_AIM_.
Write out exactly the lines from the one containing "white dress with" through the last line of the records below, including both.

--- START SUPPLIED INFORMATION ---

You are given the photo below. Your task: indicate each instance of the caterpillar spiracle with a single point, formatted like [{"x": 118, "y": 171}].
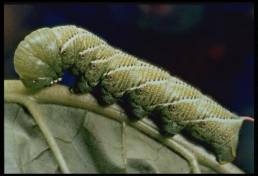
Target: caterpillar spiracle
[{"x": 44, "y": 54}]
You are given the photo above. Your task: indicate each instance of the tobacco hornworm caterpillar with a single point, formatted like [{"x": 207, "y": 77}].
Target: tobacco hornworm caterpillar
[{"x": 43, "y": 55}]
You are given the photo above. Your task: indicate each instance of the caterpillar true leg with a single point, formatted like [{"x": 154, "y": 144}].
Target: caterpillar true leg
[{"x": 44, "y": 54}]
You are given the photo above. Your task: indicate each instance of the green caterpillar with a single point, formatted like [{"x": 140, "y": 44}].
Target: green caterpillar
[{"x": 43, "y": 55}]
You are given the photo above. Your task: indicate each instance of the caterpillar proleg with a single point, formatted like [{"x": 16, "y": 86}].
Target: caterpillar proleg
[{"x": 44, "y": 54}]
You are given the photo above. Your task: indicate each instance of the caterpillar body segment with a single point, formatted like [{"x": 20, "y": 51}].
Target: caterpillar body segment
[{"x": 43, "y": 55}]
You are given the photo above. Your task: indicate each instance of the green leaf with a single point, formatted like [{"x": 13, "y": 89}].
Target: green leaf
[
  {"x": 54, "y": 131},
  {"x": 89, "y": 143}
]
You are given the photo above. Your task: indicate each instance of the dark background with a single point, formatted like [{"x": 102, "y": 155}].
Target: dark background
[{"x": 210, "y": 46}]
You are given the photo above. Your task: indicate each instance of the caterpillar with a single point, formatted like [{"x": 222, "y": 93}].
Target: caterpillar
[{"x": 41, "y": 58}]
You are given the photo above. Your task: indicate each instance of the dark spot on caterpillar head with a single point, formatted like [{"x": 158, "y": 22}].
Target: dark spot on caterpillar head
[
  {"x": 92, "y": 65},
  {"x": 139, "y": 91},
  {"x": 109, "y": 77},
  {"x": 171, "y": 107}
]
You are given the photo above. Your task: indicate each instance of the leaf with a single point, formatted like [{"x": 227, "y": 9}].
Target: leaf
[
  {"x": 89, "y": 143},
  {"x": 54, "y": 131}
]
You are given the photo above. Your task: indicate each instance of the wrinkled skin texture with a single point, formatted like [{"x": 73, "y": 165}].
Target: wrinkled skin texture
[{"x": 43, "y": 55}]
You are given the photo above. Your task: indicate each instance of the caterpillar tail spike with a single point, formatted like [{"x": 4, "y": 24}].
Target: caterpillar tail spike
[{"x": 42, "y": 57}]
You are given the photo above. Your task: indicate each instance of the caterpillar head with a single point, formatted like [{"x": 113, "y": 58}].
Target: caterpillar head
[{"x": 37, "y": 60}]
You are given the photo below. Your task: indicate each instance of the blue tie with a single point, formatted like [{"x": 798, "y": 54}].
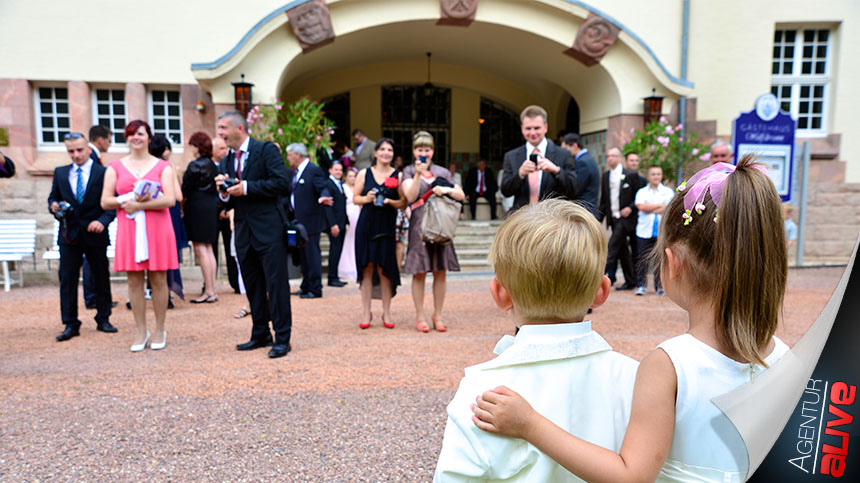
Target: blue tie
[{"x": 79, "y": 186}]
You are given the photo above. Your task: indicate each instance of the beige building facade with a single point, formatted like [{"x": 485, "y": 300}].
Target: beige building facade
[{"x": 589, "y": 63}]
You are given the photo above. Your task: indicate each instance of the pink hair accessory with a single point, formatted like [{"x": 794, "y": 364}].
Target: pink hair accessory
[{"x": 711, "y": 179}]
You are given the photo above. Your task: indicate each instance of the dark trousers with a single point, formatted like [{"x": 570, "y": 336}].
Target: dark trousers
[
  {"x": 619, "y": 250},
  {"x": 643, "y": 252},
  {"x": 265, "y": 271},
  {"x": 334, "y": 251},
  {"x": 473, "y": 203},
  {"x": 311, "y": 262},
  {"x": 71, "y": 260},
  {"x": 232, "y": 271}
]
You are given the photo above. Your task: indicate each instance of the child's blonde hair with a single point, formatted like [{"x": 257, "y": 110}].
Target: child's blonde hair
[
  {"x": 550, "y": 257},
  {"x": 739, "y": 260}
]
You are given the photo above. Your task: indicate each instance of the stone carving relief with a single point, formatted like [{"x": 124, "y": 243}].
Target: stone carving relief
[
  {"x": 595, "y": 37},
  {"x": 457, "y": 12},
  {"x": 311, "y": 24}
]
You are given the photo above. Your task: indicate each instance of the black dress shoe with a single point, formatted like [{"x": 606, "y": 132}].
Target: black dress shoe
[
  {"x": 254, "y": 344},
  {"x": 105, "y": 327},
  {"x": 68, "y": 333},
  {"x": 279, "y": 350}
]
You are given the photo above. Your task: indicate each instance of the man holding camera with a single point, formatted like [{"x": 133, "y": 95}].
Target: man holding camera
[{"x": 75, "y": 200}]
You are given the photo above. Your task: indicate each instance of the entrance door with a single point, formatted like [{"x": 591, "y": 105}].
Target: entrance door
[{"x": 408, "y": 109}]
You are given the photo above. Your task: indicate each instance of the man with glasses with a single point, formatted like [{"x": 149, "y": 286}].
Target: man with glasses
[{"x": 75, "y": 200}]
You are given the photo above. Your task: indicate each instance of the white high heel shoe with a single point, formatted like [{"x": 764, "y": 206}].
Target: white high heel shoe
[
  {"x": 157, "y": 346},
  {"x": 140, "y": 347}
]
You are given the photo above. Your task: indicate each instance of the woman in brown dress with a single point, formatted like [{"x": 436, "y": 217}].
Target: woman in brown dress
[{"x": 419, "y": 178}]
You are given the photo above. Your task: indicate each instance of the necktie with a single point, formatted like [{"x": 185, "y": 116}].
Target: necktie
[
  {"x": 79, "y": 186},
  {"x": 534, "y": 183},
  {"x": 239, "y": 164}
]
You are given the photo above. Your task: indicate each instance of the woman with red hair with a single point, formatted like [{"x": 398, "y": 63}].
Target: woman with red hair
[
  {"x": 145, "y": 241},
  {"x": 200, "y": 211}
]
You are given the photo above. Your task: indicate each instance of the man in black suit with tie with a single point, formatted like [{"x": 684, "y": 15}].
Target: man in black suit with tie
[
  {"x": 587, "y": 173},
  {"x": 75, "y": 200},
  {"x": 481, "y": 183},
  {"x": 261, "y": 178},
  {"x": 336, "y": 221},
  {"x": 550, "y": 175},
  {"x": 309, "y": 190},
  {"x": 618, "y": 193}
]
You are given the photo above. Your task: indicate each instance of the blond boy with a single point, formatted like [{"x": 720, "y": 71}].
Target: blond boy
[{"x": 548, "y": 260}]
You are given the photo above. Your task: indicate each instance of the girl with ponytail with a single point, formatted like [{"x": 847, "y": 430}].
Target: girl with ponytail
[{"x": 722, "y": 258}]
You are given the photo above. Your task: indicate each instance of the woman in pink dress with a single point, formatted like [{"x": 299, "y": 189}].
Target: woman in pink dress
[{"x": 120, "y": 179}]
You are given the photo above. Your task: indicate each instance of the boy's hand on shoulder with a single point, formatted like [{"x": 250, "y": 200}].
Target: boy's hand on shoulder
[{"x": 503, "y": 411}]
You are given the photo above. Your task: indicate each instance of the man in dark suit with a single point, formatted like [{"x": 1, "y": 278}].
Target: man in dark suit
[
  {"x": 83, "y": 232},
  {"x": 587, "y": 173},
  {"x": 481, "y": 183},
  {"x": 552, "y": 176},
  {"x": 336, "y": 221},
  {"x": 618, "y": 193},
  {"x": 261, "y": 179},
  {"x": 99, "y": 144},
  {"x": 309, "y": 190}
]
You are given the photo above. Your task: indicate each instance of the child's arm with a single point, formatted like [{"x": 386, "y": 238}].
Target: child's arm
[{"x": 646, "y": 442}]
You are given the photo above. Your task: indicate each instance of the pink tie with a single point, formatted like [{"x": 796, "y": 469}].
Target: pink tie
[{"x": 534, "y": 184}]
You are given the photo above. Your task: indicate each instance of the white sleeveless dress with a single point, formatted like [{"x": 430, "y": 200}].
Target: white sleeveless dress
[{"x": 706, "y": 446}]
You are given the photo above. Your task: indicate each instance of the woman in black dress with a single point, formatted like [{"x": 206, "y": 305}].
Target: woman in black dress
[
  {"x": 201, "y": 211},
  {"x": 378, "y": 192}
]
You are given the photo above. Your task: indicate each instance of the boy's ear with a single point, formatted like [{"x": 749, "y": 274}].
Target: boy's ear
[
  {"x": 501, "y": 296},
  {"x": 602, "y": 292}
]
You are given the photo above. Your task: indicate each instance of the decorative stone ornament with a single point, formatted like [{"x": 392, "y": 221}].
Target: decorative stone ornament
[
  {"x": 460, "y": 13},
  {"x": 311, "y": 24},
  {"x": 595, "y": 37}
]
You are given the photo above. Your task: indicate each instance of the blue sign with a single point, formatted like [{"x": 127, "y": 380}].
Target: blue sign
[{"x": 768, "y": 133}]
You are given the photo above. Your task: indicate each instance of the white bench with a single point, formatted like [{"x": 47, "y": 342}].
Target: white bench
[{"x": 17, "y": 240}]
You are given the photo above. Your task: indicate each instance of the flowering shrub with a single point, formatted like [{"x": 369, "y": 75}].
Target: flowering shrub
[
  {"x": 302, "y": 121},
  {"x": 661, "y": 144}
]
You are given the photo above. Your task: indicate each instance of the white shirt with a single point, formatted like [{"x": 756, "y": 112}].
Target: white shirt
[
  {"x": 569, "y": 374},
  {"x": 661, "y": 196},
  {"x": 85, "y": 174},
  {"x": 615, "y": 189}
]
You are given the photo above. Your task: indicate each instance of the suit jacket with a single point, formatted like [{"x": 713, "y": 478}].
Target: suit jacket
[
  {"x": 490, "y": 183},
  {"x": 85, "y": 212},
  {"x": 626, "y": 197},
  {"x": 259, "y": 217},
  {"x": 588, "y": 176},
  {"x": 365, "y": 157},
  {"x": 309, "y": 188},
  {"x": 562, "y": 185},
  {"x": 336, "y": 213}
]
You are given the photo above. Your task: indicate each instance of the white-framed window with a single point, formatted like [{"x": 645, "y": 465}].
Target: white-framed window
[
  {"x": 800, "y": 75},
  {"x": 53, "y": 120},
  {"x": 109, "y": 110},
  {"x": 165, "y": 112}
]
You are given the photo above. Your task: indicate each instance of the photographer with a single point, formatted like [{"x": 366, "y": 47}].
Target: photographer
[{"x": 75, "y": 200}]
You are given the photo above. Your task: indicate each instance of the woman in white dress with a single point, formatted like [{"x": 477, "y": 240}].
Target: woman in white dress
[{"x": 346, "y": 268}]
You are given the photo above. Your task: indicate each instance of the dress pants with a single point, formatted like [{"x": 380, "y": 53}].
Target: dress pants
[
  {"x": 265, "y": 270},
  {"x": 619, "y": 250},
  {"x": 71, "y": 259},
  {"x": 311, "y": 262},
  {"x": 334, "y": 251},
  {"x": 473, "y": 203}
]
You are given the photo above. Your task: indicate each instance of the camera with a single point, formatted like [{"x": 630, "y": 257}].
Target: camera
[
  {"x": 228, "y": 183},
  {"x": 64, "y": 211}
]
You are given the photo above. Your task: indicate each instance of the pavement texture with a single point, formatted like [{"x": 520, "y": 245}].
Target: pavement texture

--- END SUPPLIED INFORMATION ---

_FULL ANSWER_.
You are given the photo above. Your task: indicate each instance of the woman in white dress with a single point, formatted like [{"x": 477, "y": 240}].
Target: woman in white dress
[{"x": 346, "y": 268}]
You are given the photo above. Your task: indicate each instance of the dress pants with a single point, formatted like [{"x": 380, "y": 53}].
Target: dress pants
[
  {"x": 265, "y": 270},
  {"x": 619, "y": 250},
  {"x": 71, "y": 259},
  {"x": 311, "y": 262},
  {"x": 334, "y": 251},
  {"x": 473, "y": 203}
]
You are given the photo above. Your task: indicate each instance of the camera with a single point, formatted like [{"x": 630, "y": 257}].
Target: camera
[
  {"x": 228, "y": 183},
  {"x": 64, "y": 211}
]
You are given the photo above. Your task: indicate each instance of the pavement texture with a single point, formatted like [{"x": 520, "y": 245}].
Target: pavement texture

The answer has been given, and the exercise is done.